● **YOUR ASSIGNMENT**: Each entry, from beginning to end, is to be transcribed verbatim.

● **RECORDED INFORMATION**:
"""

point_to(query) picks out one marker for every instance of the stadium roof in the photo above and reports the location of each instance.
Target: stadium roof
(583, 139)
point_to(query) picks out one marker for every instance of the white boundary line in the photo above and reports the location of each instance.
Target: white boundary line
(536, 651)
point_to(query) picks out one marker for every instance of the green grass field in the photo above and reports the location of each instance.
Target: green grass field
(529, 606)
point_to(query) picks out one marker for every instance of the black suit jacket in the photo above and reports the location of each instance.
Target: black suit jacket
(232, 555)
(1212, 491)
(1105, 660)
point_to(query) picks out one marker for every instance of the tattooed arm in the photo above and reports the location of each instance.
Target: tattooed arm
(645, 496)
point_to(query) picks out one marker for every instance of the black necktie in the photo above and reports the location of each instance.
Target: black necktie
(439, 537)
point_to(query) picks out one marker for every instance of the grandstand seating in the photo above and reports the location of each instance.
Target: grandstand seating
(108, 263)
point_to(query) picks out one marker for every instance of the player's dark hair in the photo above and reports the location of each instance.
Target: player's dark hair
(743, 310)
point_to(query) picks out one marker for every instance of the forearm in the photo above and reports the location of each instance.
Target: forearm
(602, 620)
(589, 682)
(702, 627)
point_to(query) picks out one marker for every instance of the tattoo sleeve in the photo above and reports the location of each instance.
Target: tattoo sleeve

"""

● **EXPECTED OUTPUT**:
point_to(query) picks out one marker for every instance of the stadium roof in the photo above and reports the location of each instance.
Target: stadium roof
(583, 139)
point_to(query) picks out one marker for every instance of the white boundary line in the photo above and reports the location of each instance.
Target: white boundary line
(536, 651)
point_to(query) picks out one marker for every instance of the green grass field in the photo above and reports the location of each instance.
Target: green grass field
(529, 606)
point_to(query) picks out one marker for every instance of the black suit jacket in the photo above and reports the location of each instance.
Target: black suit jacket
(232, 555)
(1212, 491)
(1105, 660)
point_to(query) picks out one marker for every instance of the tattooed arm in the photo above and reports the location of each instance.
Target: tattooed arm
(645, 496)
point_to(query) picks out one marker for every instance of the black necktie in the photo above and reports the location of each instance.
Target: black necktie
(439, 537)
point_to(query) picks out one marker for every instance of the grandstand seating in the photo above and reports the location of each instance.
Target: grandstand seating
(108, 263)
point_to(query) picks out one marker for every instance of the player's dark hair in the photo above and reports the location of each instance.
Target: player's dark hair
(743, 310)
point_to(query) picks out one marker for every instance of the forearm in the photo above and reports the location of each instance.
Target: forearm
(602, 620)
(589, 682)
(702, 627)
point_to(query) picks out one marker for every instance of the tattoo sleeve in the photo above and reports the location of each instance.
Target: tattoo sleeve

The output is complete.